*** Block opens ***
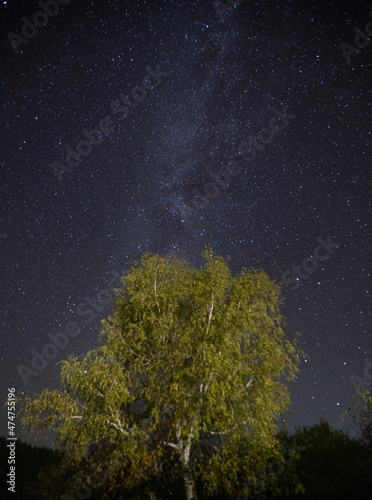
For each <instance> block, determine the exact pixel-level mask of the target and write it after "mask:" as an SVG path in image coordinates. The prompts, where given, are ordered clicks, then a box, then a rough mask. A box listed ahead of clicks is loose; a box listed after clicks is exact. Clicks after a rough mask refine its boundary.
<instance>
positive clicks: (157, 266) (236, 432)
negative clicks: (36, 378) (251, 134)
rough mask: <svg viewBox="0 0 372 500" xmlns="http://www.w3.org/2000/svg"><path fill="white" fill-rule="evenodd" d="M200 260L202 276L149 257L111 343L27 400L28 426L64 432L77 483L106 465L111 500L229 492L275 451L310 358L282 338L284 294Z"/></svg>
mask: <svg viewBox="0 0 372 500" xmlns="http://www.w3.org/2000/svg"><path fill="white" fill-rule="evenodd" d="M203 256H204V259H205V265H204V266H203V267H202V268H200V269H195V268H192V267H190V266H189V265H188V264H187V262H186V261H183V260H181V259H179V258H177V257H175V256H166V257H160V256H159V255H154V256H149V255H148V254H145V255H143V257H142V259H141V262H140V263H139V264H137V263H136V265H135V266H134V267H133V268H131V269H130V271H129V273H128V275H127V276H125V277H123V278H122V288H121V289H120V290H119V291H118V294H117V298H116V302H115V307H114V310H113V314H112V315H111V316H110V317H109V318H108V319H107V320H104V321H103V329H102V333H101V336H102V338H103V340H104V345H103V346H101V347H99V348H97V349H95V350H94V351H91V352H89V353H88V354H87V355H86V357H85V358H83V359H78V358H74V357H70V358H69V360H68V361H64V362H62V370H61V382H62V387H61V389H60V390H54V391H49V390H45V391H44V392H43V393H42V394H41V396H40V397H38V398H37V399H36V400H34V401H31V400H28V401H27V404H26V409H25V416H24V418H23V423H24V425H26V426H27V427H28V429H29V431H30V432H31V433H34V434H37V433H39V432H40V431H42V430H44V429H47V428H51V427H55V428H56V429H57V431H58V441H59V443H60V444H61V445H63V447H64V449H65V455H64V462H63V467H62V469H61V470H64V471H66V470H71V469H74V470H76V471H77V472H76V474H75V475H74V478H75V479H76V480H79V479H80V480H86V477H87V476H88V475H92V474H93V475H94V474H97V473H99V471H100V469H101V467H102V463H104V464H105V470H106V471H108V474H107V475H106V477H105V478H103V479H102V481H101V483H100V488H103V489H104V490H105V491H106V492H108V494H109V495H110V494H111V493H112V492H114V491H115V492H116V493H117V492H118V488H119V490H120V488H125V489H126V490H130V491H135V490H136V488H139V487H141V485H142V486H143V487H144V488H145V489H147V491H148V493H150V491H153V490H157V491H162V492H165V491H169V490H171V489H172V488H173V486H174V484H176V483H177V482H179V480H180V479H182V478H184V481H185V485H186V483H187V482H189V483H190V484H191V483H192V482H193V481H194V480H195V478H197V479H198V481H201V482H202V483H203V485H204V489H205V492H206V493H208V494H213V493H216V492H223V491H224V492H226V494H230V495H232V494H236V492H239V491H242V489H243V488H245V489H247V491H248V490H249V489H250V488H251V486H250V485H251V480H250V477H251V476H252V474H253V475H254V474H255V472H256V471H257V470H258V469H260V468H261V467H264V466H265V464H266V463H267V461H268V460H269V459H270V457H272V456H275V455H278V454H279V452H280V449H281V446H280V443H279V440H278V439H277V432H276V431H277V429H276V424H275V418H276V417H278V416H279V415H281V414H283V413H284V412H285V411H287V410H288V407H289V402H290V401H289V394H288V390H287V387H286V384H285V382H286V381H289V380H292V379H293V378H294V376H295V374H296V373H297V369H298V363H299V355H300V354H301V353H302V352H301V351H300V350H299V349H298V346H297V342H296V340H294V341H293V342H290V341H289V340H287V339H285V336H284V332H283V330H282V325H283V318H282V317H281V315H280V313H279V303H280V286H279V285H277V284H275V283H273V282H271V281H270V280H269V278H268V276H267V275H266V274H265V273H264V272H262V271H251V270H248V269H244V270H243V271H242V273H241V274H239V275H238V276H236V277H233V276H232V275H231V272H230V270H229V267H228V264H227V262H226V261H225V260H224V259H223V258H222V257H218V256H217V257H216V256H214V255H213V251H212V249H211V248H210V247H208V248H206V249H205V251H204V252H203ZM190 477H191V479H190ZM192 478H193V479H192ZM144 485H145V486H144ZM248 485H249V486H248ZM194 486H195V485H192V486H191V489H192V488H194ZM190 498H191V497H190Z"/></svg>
*** Block closes ***
- WHAT TO WORK ON
Copy the items from their opening line through the line containing "negative clicks: (36, 378) (251, 134)", inclusive, reproducing each line verbatim. Omit the picture.

- EXPECTED ANSWER
For each <instance> block, determine the exact pixel-level mask of the target and write it after "mask:" as an SVG path in image coordinates. The prompts, where given, are ordered clicks, then a box, then a rough mask. A box listed ahead of clicks is loose; a box listed after clicks is exact. Clicks after a rough mask refine its boundary.
<instance>
positive clicks: (157, 266) (236, 432)
negative clicks: (36, 378) (251, 134)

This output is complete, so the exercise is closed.